>> begin Text provided

Because the truth is, SUV sales are down
not because people are becoming more politically aware and not
necessarily because people are finally becoming more environmentally
attuned and not because the population as a whole is finally realizing
how BushCo has dragged us into a violent hellpit of screaming oily
economy-gutted warmongering inarticulate debt. Wishful thinking,
sweetheart.
And it's certainly not because everyone
suddenly realized the oil-soaked Saudis are just as bad as the Taliban
and we should be investigating alternative fuels and rediscovering the
joys of riding bikes and walking to work, and while we're at it let's
all examine our souls and examine our motives and examine just what the
hell it is we in this country think we're doing by being the most
gluttonous, environmentally devastating resource-abusin' landmass on
the entire hobbled whirling sphere. All this is but a fraction of the
explanation.
Nope, SUV sales are down for one reason
and one reason only: high gas prices. SUV sales are down because when
it costs upward of a hundred bucks to fill up your shiny clunky
chrome-rimmed uber-bloated Escalade so you can burn donuts in the
Wal-Mart parking lot for two hours on Friday night, dude, well, your
sister's Dodge Neon suddenly looks like a worthy alternative. Even in
Texas.

>> end Text provided
>> begin Provided records

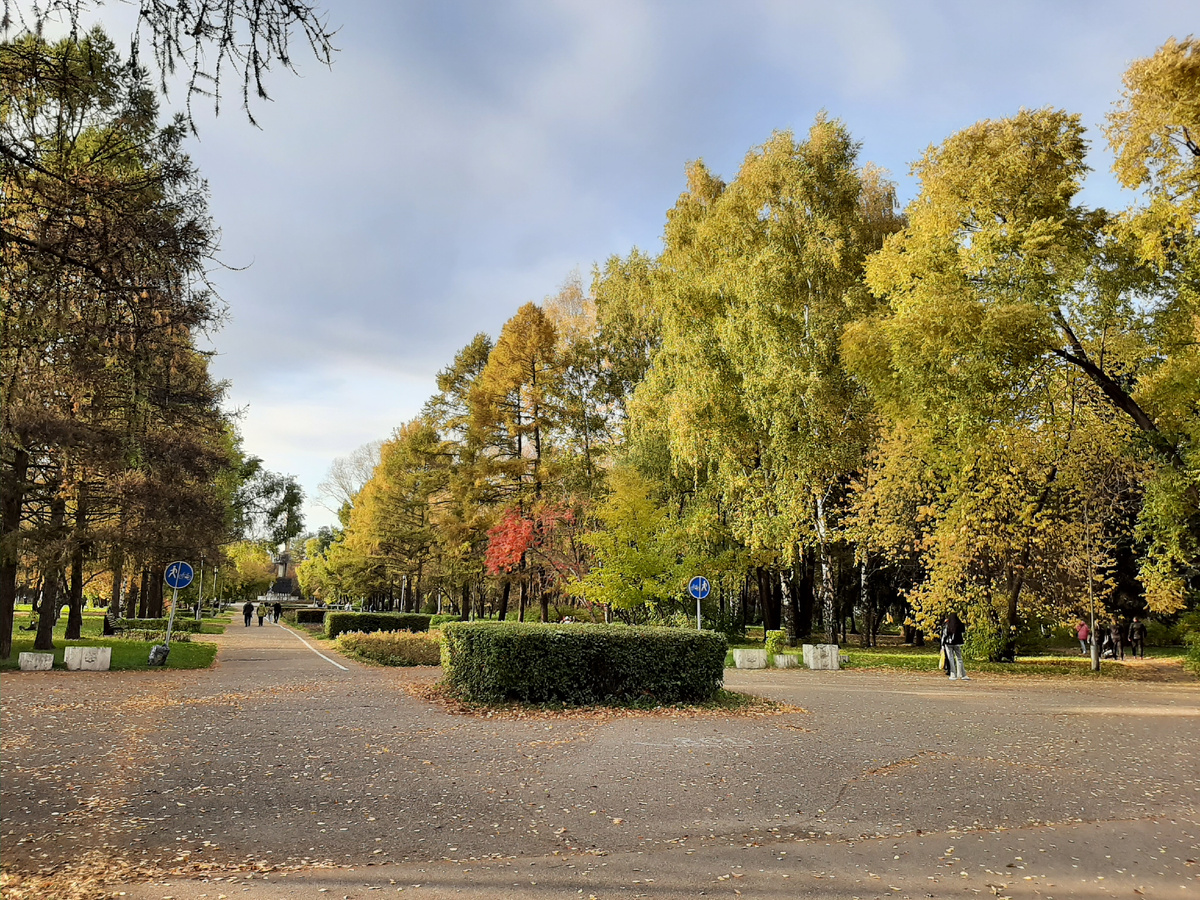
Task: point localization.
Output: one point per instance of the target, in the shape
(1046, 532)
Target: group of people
(953, 635)
(264, 610)
(1113, 640)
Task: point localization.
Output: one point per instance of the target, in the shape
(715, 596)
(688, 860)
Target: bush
(777, 642)
(1192, 660)
(497, 661)
(189, 624)
(984, 640)
(394, 648)
(366, 622)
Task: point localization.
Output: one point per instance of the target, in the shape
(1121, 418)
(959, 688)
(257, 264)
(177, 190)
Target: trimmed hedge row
(366, 622)
(181, 624)
(580, 664)
(394, 648)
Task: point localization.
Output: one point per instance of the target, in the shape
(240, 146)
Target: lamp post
(1091, 592)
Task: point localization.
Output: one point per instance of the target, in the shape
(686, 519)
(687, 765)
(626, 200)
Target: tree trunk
(804, 600)
(75, 598)
(143, 598)
(787, 604)
(156, 598)
(864, 598)
(503, 612)
(12, 490)
(825, 574)
(118, 564)
(131, 598)
(543, 597)
(78, 550)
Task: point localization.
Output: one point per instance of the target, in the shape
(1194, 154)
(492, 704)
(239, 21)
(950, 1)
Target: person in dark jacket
(953, 633)
(1117, 640)
(1138, 637)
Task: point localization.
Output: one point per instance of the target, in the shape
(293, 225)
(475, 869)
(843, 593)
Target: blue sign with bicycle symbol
(179, 575)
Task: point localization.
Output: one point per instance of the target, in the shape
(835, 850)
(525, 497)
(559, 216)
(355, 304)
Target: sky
(461, 159)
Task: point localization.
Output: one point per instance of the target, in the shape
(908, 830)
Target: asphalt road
(281, 774)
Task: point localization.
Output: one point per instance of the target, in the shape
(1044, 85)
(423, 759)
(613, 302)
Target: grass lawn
(126, 654)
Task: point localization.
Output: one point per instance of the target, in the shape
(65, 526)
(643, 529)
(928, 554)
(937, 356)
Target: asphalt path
(283, 773)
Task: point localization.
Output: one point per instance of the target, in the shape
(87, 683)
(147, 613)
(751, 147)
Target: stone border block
(36, 661)
(822, 657)
(750, 659)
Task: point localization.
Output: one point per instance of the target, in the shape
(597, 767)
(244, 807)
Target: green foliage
(492, 661)
(984, 640)
(1192, 660)
(366, 622)
(777, 642)
(639, 550)
(187, 625)
(393, 648)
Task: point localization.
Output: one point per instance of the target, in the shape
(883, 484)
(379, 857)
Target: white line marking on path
(311, 647)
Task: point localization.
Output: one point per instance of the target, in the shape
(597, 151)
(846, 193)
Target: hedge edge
(366, 622)
(580, 664)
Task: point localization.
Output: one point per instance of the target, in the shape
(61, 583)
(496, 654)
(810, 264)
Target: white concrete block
(750, 659)
(89, 659)
(36, 661)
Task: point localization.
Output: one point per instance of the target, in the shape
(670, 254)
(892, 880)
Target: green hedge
(393, 648)
(366, 622)
(579, 664)
(181, 624)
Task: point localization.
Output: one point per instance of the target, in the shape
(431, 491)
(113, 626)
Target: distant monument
(285, 588)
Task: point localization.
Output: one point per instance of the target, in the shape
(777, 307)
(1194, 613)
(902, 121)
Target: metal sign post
(179, 576)
(699, 588)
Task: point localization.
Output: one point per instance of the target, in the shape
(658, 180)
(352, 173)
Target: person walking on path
(1083, 633)
(953, 633)
(1138, 639)
(1117, 640)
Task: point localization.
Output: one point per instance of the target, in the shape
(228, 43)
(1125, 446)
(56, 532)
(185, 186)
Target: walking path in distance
(277, 774)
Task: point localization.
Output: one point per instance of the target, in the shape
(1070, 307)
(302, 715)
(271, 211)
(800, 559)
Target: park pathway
(277, 774)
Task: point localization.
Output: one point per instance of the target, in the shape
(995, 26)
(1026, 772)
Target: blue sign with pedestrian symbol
(179, 575)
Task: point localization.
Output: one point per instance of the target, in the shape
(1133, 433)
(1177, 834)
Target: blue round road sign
(179, 575)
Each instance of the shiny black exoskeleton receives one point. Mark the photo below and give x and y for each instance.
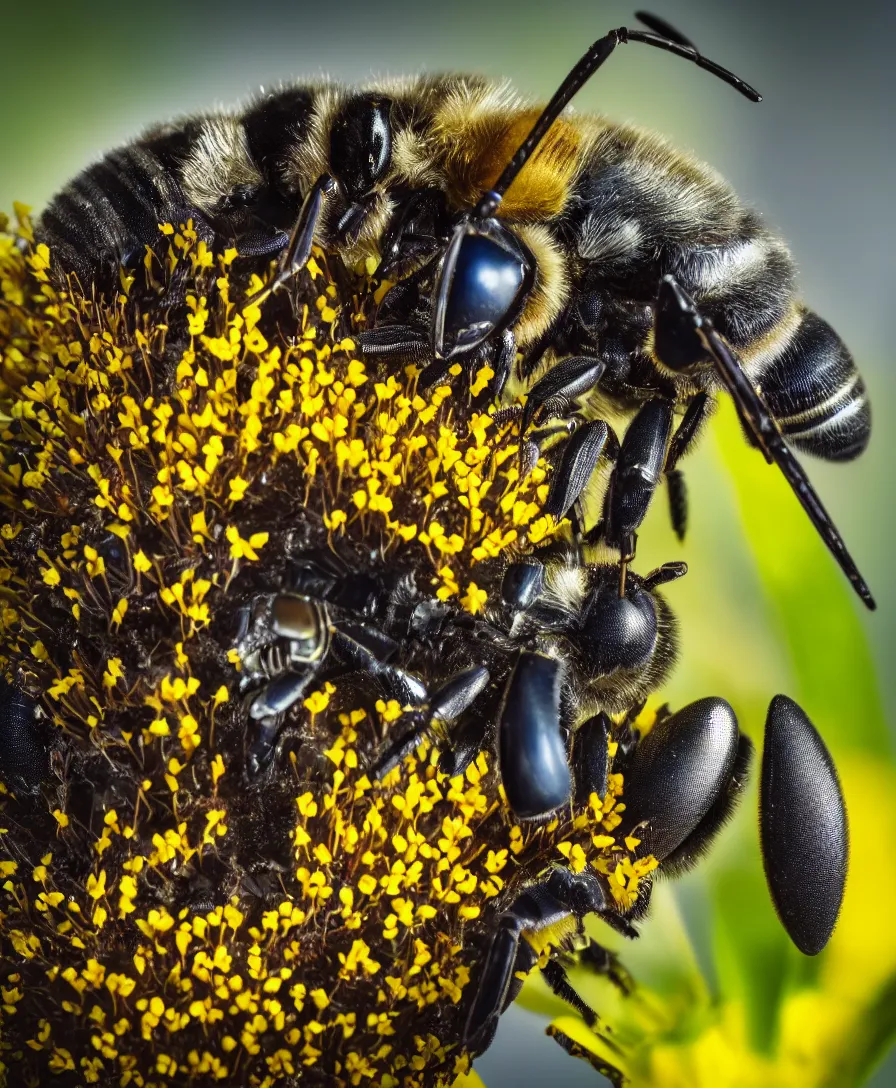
(681, 781)
(571, 637)
(618, 637)
(24, 749)
(477, 283)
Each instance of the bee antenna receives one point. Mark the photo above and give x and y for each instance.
(669, 39)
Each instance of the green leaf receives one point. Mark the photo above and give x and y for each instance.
(818, 617)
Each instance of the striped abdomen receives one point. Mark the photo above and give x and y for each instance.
(111, 211)
(816, 393)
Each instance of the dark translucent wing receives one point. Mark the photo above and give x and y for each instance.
(664, 29)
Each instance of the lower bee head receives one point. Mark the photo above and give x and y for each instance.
(619, 629)
(483, 281)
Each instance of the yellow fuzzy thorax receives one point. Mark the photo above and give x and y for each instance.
(178, 436)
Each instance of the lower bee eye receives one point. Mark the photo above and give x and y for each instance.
(484, 288)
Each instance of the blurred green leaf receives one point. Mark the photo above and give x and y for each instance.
(817, 612)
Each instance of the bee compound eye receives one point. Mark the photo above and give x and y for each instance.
(485, 286)
(620, 632)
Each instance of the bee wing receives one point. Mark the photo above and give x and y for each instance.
(759, 421)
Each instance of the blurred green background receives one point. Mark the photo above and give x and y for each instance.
(763, 608)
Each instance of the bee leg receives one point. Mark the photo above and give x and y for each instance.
(540, 905)
(403, 342)
(677, 502)
(537, 350)
(674, 478)
(505, 356)
(554, 394)
(446, 705)
(24, 759)
(577, 464)
(402, 240)
(363, 647)
(532, 746)
(668, 572)
(261, 748)
(683, 334)
(558, 980)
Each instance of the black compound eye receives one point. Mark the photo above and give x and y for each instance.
(482, 283)
(803, 827)
(360, 144)
(620, 632)
(23, 752)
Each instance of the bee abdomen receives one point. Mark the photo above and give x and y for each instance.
(109, 212)
(817, 394)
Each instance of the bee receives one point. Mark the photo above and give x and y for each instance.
(509, 230)
(684, 779)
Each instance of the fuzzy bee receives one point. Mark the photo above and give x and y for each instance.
(510, 229)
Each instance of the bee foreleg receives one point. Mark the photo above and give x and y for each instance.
(296, 255)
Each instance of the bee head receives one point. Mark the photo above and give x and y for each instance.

>> end Provided records

What this exercise asks
(A) Do these statements agree with the passage on SUV sales? (i) SUV sales are down only because of high gas prices. (ii) The main reason SUV sales are down is that people are becoming more environmentally attuned. (iii) Filling up an Escalade can cost upward of a hundred dollars. Answer yes or no for each, quoting the deciding words from the passage.
(B) Rewrite the paragraph of the passage on SUV sales that begins "Nope, SUV sales are down" more briefly, keeping its main facts.
(C) According to the passage on SUV sales, what car suddenly looks like a worthy alternative to the Escalade?

Worked solutions
(A)
(i) Yes: "SUV sales are down for one reason and one reason only: high gas prices."
(ii) No: "not necessarily because people are finally becoming more environmentally attuned"
(iii) Yes: "it costs upward of a hundred bucks to fill up your shiny clunky chrome-rimmed uber-bloated Escalade"

(B) SUV sales are down for a single reason: high gas prices. When it costs over a hundred dollars to fill up an Escalade, a sister's Dodge Neon suddenly looks like a worthy alternative, even in Texas.

(C) Your sister's Dodge Neon.